(Excerpts from point annotation data)
- - -
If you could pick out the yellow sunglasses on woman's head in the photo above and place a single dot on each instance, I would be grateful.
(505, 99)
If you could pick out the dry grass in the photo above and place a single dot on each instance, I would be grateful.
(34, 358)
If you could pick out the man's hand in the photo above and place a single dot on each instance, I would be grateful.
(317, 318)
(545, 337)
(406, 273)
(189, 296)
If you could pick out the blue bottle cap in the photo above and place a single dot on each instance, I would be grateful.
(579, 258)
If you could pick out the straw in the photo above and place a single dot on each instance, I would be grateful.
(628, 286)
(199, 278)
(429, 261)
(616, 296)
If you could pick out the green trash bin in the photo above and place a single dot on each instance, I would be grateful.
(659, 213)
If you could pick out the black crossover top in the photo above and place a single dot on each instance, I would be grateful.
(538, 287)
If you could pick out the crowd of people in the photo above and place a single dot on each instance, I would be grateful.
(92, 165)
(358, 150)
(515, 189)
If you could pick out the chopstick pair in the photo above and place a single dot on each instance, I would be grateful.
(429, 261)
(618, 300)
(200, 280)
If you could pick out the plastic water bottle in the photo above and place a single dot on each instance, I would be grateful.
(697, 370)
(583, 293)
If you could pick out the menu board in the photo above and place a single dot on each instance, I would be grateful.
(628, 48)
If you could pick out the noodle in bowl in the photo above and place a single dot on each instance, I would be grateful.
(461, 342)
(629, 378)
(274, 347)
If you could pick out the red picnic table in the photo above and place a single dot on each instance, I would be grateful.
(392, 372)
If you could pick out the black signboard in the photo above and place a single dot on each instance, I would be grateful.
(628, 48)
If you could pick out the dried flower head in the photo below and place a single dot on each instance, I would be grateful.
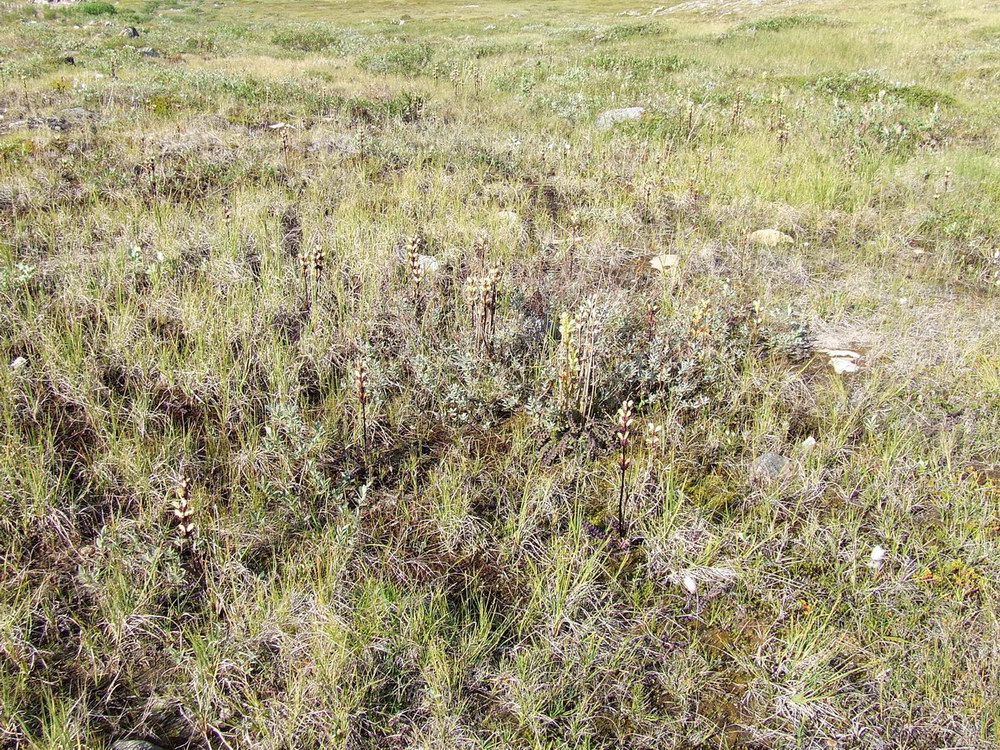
(183, 512)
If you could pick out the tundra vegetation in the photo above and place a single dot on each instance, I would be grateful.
(361, 385)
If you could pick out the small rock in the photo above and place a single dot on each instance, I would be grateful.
(609, 117)
(771, 466)
(78, 112)
(770, 238)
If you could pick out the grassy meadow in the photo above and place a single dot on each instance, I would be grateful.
(361, 386)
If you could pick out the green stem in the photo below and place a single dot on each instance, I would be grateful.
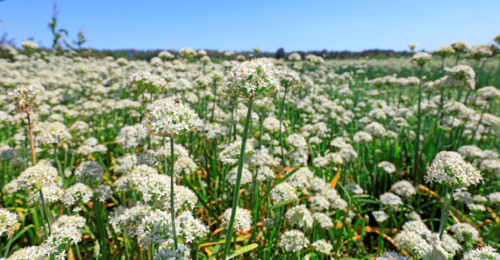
- - -
**The exercise:** Copy out, word for word, the stretch of records from the line containing "If you could pick out the small" through the end of the records, leaving out the pictures.

**Response for this exercise:**
If you could pick out the small rock in the photo above and place a single dot on each instance, I would be grateful.
(609, 117)
(771, 466)
(78, 112)
(770, 238)
If you could pick out the grassy meadow in the photo above and place a single dot on each instance, I would be grateful.
(361, 386)
If you could pick out the green stem in the photo below and place a single dot on each instance, I would be grateful.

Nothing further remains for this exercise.